EXTRACT PROVIDED →
# Yield from sweet potatoes?



## freegal

I am planning on planting Beauregard sweet potatoes. About how many pounds of sweet potatoes will I get from each plant?


----------



## lonelyfarmgirl

I dont know about pounds, but one year I planted 48 slips, and 40-something lived to produce. I ended up with maybe 5 grocery bags full to the top with sweet potatoes, and they were big like at the grocery. For the first time ever, I was sick of them by winters end. I ended up giving 3 sacks away.

maybe I got something like 5 or 6 potatoes per plant average? Its been a few years, dont rightly remember. I do, however remember letting them go until october. we were warm late that year. I planted them in may.


----------



## Paquebot

Of 3 varieties grown last year, Beauregard was the best overall producer. Vardaman had more tubers but long and skinny. Georgia Jet had larger tubers but not many. All 3 probably averaged between 3 and 4 pounds per plant. 

Beauregard was also everyone's favorite for eating. After 2 years of growing a mix of 3 varieties, 12 each, 50 Beauregard are already on order from Steele: www.sweetpotatoplant.com

Martin


----------



## freegal

Thanks for sharing your experiences and the link to Steele - I hadn't heard of them. Now I can plan better.


----------



## VALENT

This year is my first foray into sweet potatoes. I am trying to produce my own slips at the moment(in the sand.) from some store bought sweet potatoes.


----------



## ladyrua

Freegal - where did you find instructions on starting your own slips? I've always wondered if you *had* to buy slips to start, or if you can start your own like regular taters!

DATA SHOWN →
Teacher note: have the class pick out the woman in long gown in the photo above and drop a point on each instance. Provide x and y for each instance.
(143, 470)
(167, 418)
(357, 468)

WORK TO DO →
A. Rewrite the sweet potato thread from "I am planning" to "3 sacks away.", replacing "grocery bags" with "paper sacks".
B. Using the sweet potato thread, say whether each statement agrees with it, and quote the words that decide each one. (i) Paquebot rated Beauregard the best overall producer of the three varieties grown. (ii) Georgia Jet produced the most tubers of Paquebot's three varieties. (iii) lonelyfarmgirl planted the slips in May.

ANSWERS TO THE EXERCISE →
A.
I am planning on planting Beauregard sweet potatoes. About how many pounds of sweet potatoes will I get from each plant?


----------



## lonelyfarmgirl

I dont know about pounds, but one year I planted 48 slips, and 40-something lived to produce. I ended up with maybe 5 paper sacks full to the top with sweet potatoes, and they were big like at the grocery. For the first time ever, I was sick of them by winters end. I ended up giving 3 sacks away.

B.
(i) Yes: "Beauregard was the best overall producer."
(ii) No: "Georgia Jet had larger tubers but not many."
(iii) Yes: "I planted them in may."